__Exercise description__
Count how many of the lines below contain the string "chair", and give only that number.

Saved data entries
================

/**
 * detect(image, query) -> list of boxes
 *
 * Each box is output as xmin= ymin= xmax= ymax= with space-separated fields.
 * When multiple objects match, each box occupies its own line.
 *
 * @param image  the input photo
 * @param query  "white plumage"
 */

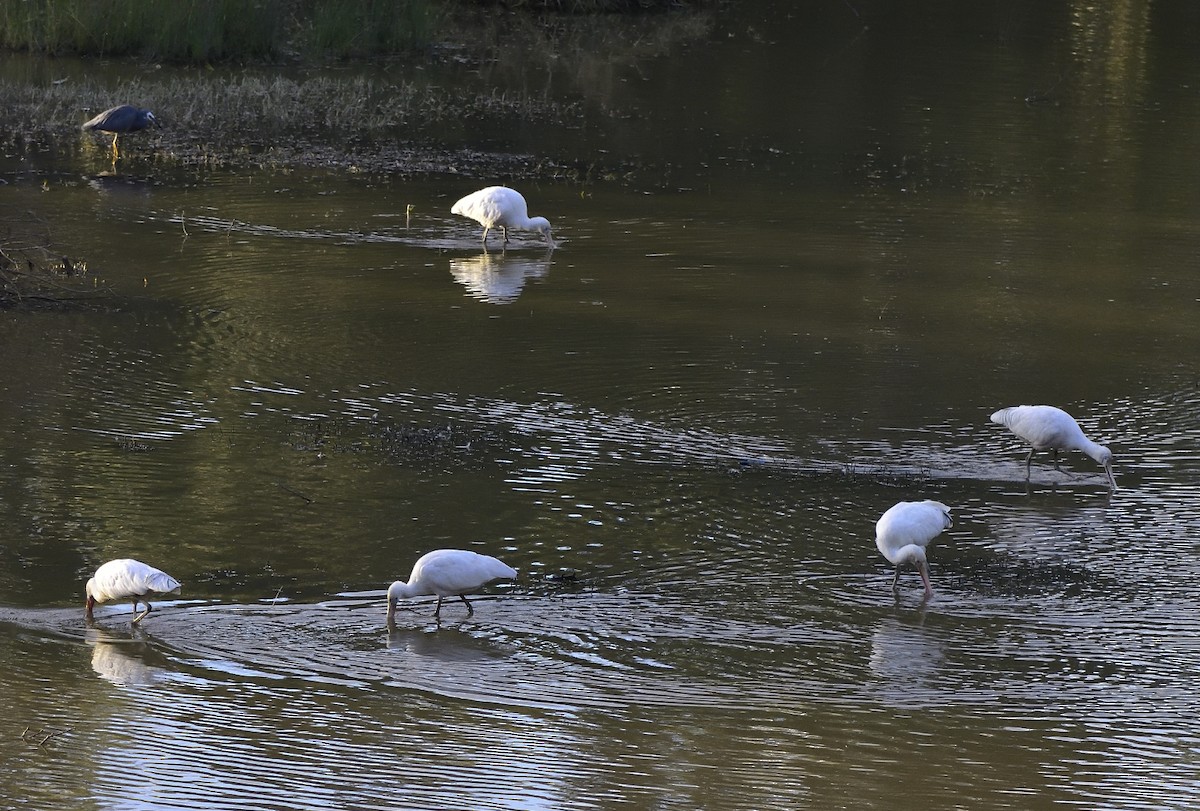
xmin=991 ymin=406 xmax=1117 ymax=489
xmin=84 ymin=558 xmax=180 ymax=625
xmin=875 ymin=500 xmax=954 ymax=597
xmin=450 ymin=186 xmax=554 ymax=247
xmin=388 ymin=549 xmax=517 ymax=625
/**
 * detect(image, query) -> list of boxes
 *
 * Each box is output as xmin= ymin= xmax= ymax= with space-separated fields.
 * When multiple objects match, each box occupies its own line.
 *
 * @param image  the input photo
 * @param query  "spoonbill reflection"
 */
xmin=450 ymin=251 xmax=551 ymax=304
xmin=450 ymin=186 xmax=554 ymax=247
xmin=875 ymin=499 xmax=954 ymax=599
xmin=84 ymin=558 xmax=180 ymax=625
xmin=991 ymin=406 xmax=1117 ymax=489
xmin=388 ymin=549 xmax=517 ymax=625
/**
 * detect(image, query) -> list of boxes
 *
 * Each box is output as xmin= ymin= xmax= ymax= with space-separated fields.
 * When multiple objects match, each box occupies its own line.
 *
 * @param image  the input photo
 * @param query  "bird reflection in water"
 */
xmin=450 ymin=251 xmax=553 ymax=305
xmin=85 ymin=626 xmax=163 ymax=685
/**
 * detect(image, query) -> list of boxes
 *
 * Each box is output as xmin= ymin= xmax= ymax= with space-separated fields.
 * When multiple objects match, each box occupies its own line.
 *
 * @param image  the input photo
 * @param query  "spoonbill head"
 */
xmin=84 ymin=558 xmax=180 ymax=625
xmin=991 ymin=406 xmax=1117 ymax=489
xmin=80 ymin=104 xmax=162 ymax=161
xmin=875 ymin=499 xmax=954 ymax=599
xmin=388 ymin=549 xmax=517 ymax=625
xmin=450 ymin=186 xmax=554 ymax=247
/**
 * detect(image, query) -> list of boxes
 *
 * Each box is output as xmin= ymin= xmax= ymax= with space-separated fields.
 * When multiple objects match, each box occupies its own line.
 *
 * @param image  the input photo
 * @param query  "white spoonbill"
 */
xmin=84 ymin=558 xmax=180 ymax=625
xmin=450 ymin=186 xmax=554 ymax=247
xmin=388 ymin=549 xmax=517 ymax=625
xmin=991 ymin=406 xmax=1117 ymax=489
xmin=875 ymin=499 xmax=954 ymax=599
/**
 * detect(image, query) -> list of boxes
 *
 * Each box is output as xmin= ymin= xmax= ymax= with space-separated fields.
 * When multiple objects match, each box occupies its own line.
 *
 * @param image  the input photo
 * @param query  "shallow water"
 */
xmin=0 ymin=4 xmax=1200 ymax=809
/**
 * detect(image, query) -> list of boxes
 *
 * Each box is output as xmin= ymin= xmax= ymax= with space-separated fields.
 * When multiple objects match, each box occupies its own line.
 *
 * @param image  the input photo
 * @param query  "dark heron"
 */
xmin=83 ymin=104 xmax=162 ymax=161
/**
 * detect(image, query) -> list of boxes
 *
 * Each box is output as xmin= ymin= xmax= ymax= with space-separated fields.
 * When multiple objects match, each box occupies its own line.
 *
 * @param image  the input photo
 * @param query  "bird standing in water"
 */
xmin=991 ymin=406 xmax=1117 ymax=489
xmin=450 ymin=186 xmax=554 ymax=247
xmin=875 ymin=500 xmax=954 ymax=600
xmin=84 ymin=558 xmax=180 ymax=625
xmin=388 ymin=549 xmax=517 ymax=626
xmin=82 ymin=104 xmax=162 ymax=163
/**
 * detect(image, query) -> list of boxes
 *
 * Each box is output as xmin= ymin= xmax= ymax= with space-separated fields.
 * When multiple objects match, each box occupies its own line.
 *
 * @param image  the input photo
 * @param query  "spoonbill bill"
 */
xmin=450 ymin=186 xmax=554 ymax=247
xmin=84 ymin=558 xmax=180 ymax=625
xmin=991 ymin=406 xmax=1117 ymax=489
xmin=875 ymin=499 xmax=954 ymax=600
xmin=388 ymin=549 xmax=517 ymax=625
xmin=82 ymin=104 xmax=162 ymax=161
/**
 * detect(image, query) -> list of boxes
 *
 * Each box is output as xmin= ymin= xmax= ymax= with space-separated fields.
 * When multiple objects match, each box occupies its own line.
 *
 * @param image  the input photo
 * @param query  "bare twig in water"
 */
xmin=275 ymin=481 xmax=316 ymax=504
xmin=20 ymin=727 xmax=73 ymax=749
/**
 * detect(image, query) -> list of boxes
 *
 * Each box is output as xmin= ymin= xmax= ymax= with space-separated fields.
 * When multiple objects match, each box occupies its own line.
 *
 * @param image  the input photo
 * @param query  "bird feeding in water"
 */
xmin=82 ymin=104 xmax=162 ymax=161
xmin=388 ymin=549 xmax=517 ymax=625
xmin=84 ymin=558 xmax=180 ymax=625
xmin=875 ymin=499 xmax=954 ymax=600
xmin=450 ymin=186 xmax=554 ymax=247
xmin=991 ymin=406 xmax=1117 ymax=489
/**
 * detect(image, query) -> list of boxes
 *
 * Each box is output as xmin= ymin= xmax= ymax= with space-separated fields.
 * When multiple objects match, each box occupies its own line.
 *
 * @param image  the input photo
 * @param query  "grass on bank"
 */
xmin=0 ymin=0 xmax=695 ymax=64
xmin=0 ymin=0 xmax=437 ymax=64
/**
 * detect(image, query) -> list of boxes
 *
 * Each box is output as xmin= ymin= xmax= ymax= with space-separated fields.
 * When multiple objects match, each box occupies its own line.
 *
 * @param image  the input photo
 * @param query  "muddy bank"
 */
xmin=0 ymin=12 xmax=712 ymax=178
xmin=0 ymin=76 xmax=582 ymax=176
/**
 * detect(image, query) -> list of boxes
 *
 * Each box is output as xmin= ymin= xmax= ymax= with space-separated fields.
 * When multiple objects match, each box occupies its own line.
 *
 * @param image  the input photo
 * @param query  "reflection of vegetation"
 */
xmin=0 ymin=0 xmax=700 ymax=62
xmin=290 ymin=419 xmax=515 ymax=468
xmin=0 ymin=210 xmax=108 ymax=307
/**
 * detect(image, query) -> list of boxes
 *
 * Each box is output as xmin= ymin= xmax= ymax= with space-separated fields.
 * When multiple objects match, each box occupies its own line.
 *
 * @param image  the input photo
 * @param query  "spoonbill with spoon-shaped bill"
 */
xmin=84 ymin=558 xmax=180 ymax=625
xmin=991 ymin=406 xmax=1117 ymax=489
xmin=388 ymin=549 xmax=517 ymax=625
xmin=875 ymin=500 xmax=954 ymax=600
xmin=450 ymin=186 xmax=554 ymax=247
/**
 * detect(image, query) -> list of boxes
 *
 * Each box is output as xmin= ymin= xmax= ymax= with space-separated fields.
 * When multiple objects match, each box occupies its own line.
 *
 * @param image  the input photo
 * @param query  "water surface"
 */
xmin=0 ymin=4 xmax=1200 ymax=809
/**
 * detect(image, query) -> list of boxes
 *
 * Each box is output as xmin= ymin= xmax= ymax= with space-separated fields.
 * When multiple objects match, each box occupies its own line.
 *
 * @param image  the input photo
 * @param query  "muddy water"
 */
xmin=0 ymin=4 xmax=1200 ymax=809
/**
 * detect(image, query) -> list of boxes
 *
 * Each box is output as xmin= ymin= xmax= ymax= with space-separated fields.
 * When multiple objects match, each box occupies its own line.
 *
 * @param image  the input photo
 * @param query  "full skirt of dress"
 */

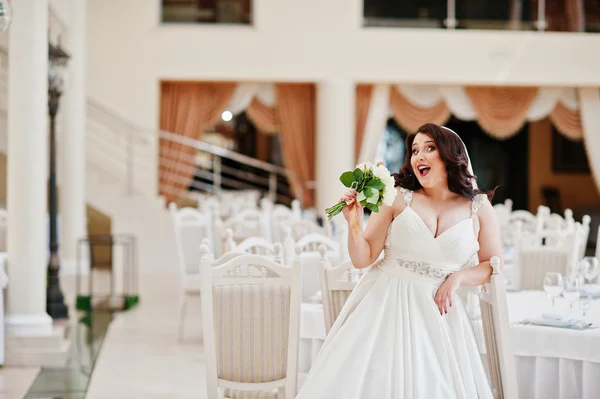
xmin=297 ymin=266 xmax=493 ymax=399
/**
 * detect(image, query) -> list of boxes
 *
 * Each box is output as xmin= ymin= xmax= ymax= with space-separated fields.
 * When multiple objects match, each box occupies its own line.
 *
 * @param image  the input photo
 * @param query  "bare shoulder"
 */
xmin=476 ymin=195 xmax=498 ymax=230
xmin=391 ymin=186 xmax=413 ymax=218
xmin=474 ymin=194 xmax=496 ymax=219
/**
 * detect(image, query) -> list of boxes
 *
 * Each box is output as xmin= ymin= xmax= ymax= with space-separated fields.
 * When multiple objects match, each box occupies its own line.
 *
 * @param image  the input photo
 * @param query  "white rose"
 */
xmin=383 ymin=185 xmax=398 ymax=206
xmin=373 ymin=165 xmax=390 ymax=181
xmin=356 ymin=162 xmax=373 ymax=172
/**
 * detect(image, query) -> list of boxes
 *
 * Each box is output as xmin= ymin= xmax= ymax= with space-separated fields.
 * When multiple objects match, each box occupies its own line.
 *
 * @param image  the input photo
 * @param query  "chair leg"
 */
xmin=179 ymin=295 xmax=187 ymax=342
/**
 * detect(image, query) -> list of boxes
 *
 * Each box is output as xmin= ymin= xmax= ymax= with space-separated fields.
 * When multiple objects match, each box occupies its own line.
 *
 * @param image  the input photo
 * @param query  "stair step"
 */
xmin=4 ymin=339 xmax=71 ymax=367
xmin=6 ymin=325 xmax=66 ymax=350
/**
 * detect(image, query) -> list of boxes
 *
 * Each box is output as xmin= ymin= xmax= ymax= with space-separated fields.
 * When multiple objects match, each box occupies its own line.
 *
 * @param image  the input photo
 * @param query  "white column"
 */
xmin=5 ymin=0 xmax=52 ymax=335
xmin=316 ymin=79 xmax=356 ymax=213
xmin=58 ymin=0 xmax=87 ymax=275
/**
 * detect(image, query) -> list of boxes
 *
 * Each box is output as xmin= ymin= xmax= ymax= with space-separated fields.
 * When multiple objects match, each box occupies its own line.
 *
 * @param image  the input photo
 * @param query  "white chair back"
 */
xmin=225 ymin=229 xmax=291 ymax=264
xmin=0 ymin=208 xmax=8 ymax=252
xmin=479 ymin=256 xmax=519 ymax=399
xmin=319 ymin=245 xmax=364 ymax=334
xmin=513 ymin=225 xmax=579 ymax=290
xmin=280 ymin=220 xmax=330 ymax=241
xmin=215 ymin=209 xmax=271 ymax=245
xmin=283 ymin=233 xmax=342 ymax=302
xmin=200 ymin=245 xmax=301 ymax=399
xmin=169 ymin=202 xmax=214 ymax=278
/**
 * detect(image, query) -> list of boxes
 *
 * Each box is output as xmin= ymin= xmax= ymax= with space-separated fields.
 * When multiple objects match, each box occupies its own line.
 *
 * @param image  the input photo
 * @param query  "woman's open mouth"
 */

================

__Complete output__
2